Problem statement:
Rewrite the items below, changing "Target" to "Label" wherever it occurs and keeping everything else the same. Leave the pictures out of your answer.
* begin Records *
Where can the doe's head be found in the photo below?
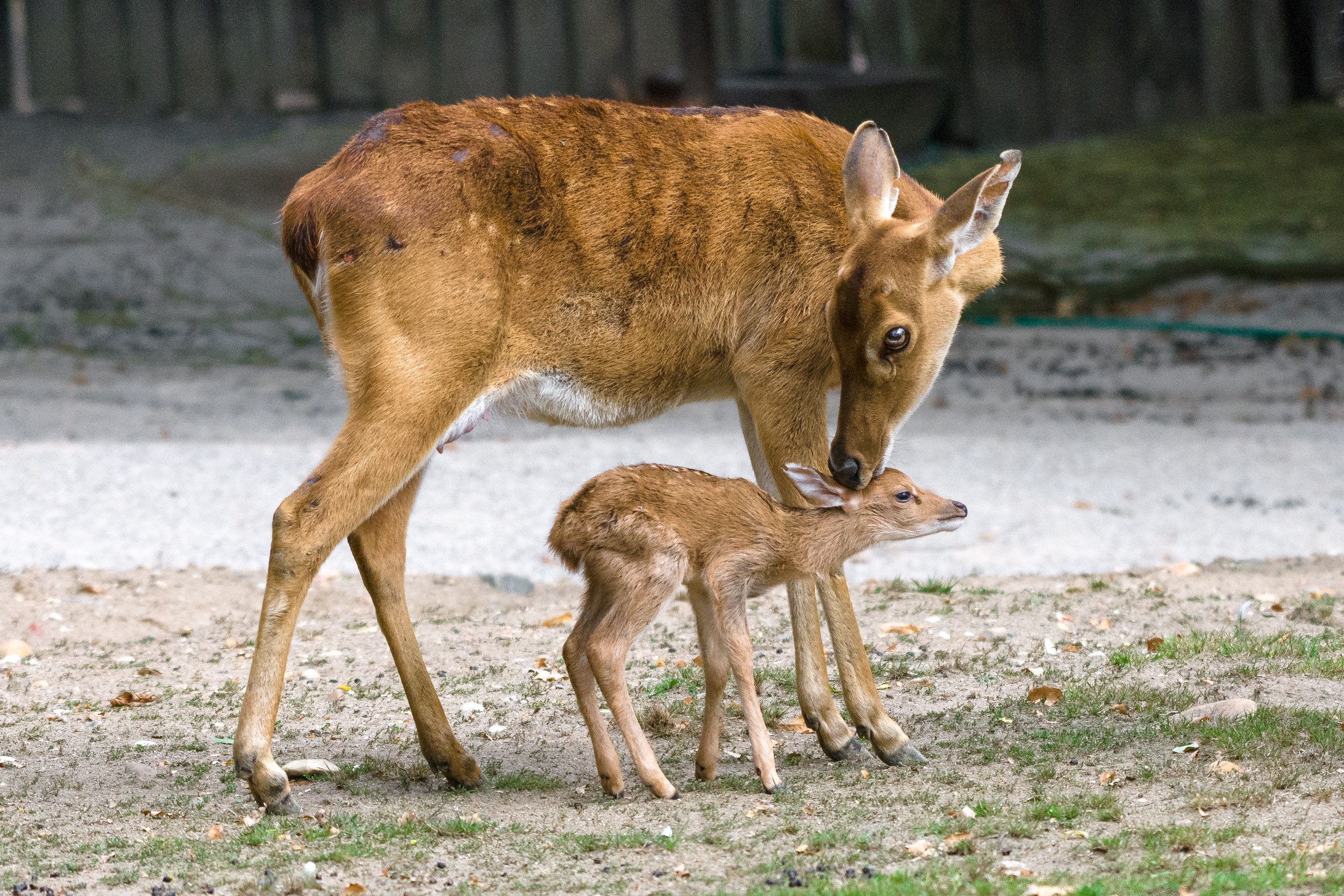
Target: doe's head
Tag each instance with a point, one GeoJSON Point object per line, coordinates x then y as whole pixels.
{"type": "Point", "coordinates": [899, 293]}
{"type": "Point", "coordinates": [901, 510]}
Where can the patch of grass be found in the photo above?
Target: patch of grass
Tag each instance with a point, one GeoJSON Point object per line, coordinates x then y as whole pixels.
{"type": "Point", "coordinates": [690, 677]}
{"type": "Point", "coordinates": [1313, 655]}
{"type": "Point", "coordinates": [526, 779]}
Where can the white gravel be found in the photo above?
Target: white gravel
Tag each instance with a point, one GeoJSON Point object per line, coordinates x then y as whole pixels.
{"type": "Point", "coordinates": [1077, 451]}
{"type": "Point", "coordinates": [1156, 493]}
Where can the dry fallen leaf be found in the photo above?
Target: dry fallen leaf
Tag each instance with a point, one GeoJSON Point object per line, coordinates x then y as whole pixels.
{"type": "Point", "coordinates": [960, 844]}
{"type": "Point", "coordinates": [920, 848]}
{"type": "Point", "coordinates": [1049, 695]}
{"type": "Point", "coordinates": [15, 649]}
{"type": "Point", "coordinates": [128, 699]}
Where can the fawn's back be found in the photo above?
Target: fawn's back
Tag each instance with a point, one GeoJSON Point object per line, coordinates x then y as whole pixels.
{"type": "Point", "coordinates": [647, 507]}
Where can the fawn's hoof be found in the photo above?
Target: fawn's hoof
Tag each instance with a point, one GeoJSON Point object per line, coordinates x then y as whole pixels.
{"type": "Point", "coordinates": [460, 773]}
{"type": "Point", "coordinates": [905, 755]}
{"type": "Point", "coordinates": [285, 806]}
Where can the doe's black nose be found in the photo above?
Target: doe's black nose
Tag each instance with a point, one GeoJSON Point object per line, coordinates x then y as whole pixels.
{"type": "Point", "coordinates": [846, 470]}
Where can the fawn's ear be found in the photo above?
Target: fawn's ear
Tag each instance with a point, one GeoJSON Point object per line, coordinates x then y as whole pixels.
{"type": "Point", "coordinates": [870, 178]}
{"type": "Point", "coordinates": [972, 213]}
{"type": "Point", "coordinates": [819, 491]}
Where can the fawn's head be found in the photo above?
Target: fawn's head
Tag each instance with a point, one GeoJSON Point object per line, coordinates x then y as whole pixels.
{"type": "Point", "coordinates": [901, 510]}
{"type": "Point", "coordinates": [899, 293]}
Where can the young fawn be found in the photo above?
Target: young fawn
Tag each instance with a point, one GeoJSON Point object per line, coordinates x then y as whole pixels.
{"type": "Point", "coordinates": [641, 531]}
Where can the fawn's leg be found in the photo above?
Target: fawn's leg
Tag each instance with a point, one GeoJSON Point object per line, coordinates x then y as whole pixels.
{"type": "Point", "coordinates": [596, 605]}
{"type": "Point", "coordinates": [810, 655]}
{"type": "Point", "coordinates": [714, 655]}
{"type": "Point", "coordinates": [733, 618]}
{"type": "Point", "coordinates": [889, 742]}
{"type": "Point", "coordinates": [380, 548]}
{"type": "Point", "coordinates": [639, 593]}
* end Records *
Correct output:
Where can the doe's head be found in the photo below?
Label: doe's head
Tag each instance with a point, one GeoJSON Point object per line, coordinates x then y as whole pixels.
{"type": "Point", "coordinates": [899, 293]}
{"type": "Point", "coordinates": [901, 510]}
Where can the patch of grass be found in the photo above?
Label: patch of grass
Tag each instance with a point, one GeoJSON Point object per line, coordinates x then y as whole pixels.
{"type": "Point", "coordinates": [690, 677]}
{"type": "Point", "coordinates": [1313, 655]}
{"type": "Point", "coordinates": [526, 779]}
Where can the white gravel be found in the photo above?
Label: white gravel
Tag each instance with a point, one GeoJSON Point object per line, coordinates x then y as whole pixels.
{"type": "Point", "coordinates": [1077, 451]}
{"type": "Point", "coordinates": [1156, 493]}
Where can the dry fallen leaf be found in the photo above?
Label: dry fallen leaf
Tag each instance with a point, one GeoJSON Point object per line, coordinates x then y as whole pixels.
{"type": "Point", "coordinates": [960, 844]}
{"type": "Point", "coordinates": [920, 848]}
{"type": "Point", "coordinates": [1049, 695]}
{"type": "Point", "coordinates": [15, 649]}
{"type": "Point", "coordinates": [128, 699]}
Where can the fawn's back be found in the photo above?
Label: fawn's back
Tag each instance with a point, one GeoJSON Point object per line, coordinates x then y as whole pixels.
{"type": "Point", "coordinates": [647, 507]}
Where can the fawn's hoof be found in the photo above?
Label: fawn's hoof
Tag each instance with a point, one GeoJSON Point object per line, coordinates x then y as whole pixels.
{"type": "Point", "coordinates": [460, 773]}
{"type": "Point", "coordinates": [905, 755]}
{"type": "Point", "coordinates": [285, 806]}
Where can the doe's black nose be found in the photo above?
Label: doe's black nose
Tag each instance with a point, one GeoJSON Point object per line, coordinates x then y as whole pixels.
{"type": "Point", "coordinates": [846, 470]}
Where can the fawn's ear be found in the photo above?
Label: fawn's ear
Tag each instance with a point, one GeoJSON Point object per line, coordinates x then y as whole pixels.
{"type": "Point", "coordinates": [870, 178]}
{"type": "Point", "coordinates": [972, 213]}
{"type": "Point", "coordinates": [819, 491]}
Where can the fawn's head be found in the photo above?
Label: fawn's head
Tag each instance with a point, one GeoJSON Point object per line, coordinates x then y as whole pixels.
{"type": "Point", "coordinates": [901, 510]}
{"type": "Point", "coordinates": [899, 293]}
Where can the young fawn be found in the photo above?
Label: young fawn
Tag each instance with a point, one GeoJSON Point object per line, coordinates x then y as whole pixels.
{"type": "Point", "coordinates": [641, 531]}
Where can the fawn's leg be found in the photo above?
Label: fawn's leg
Tag each instance with a point, one GeoJSON Point object per line, coordinates x then y as whole pixels.
{"type": "Point", "coordinates": [596, 605]}
{"type": "Point", "coordinates": [810, 655]}
{"type": "Point", "coordinates": [714, 655]}
{"type": "Point", "coordinates": [733, 618]}
{"type": "Point", "coordinates": [889, 742]}
{"type": "Point", "coordinates": [380, 548]}
{"type": "Point", "coordinates": [639, 593]}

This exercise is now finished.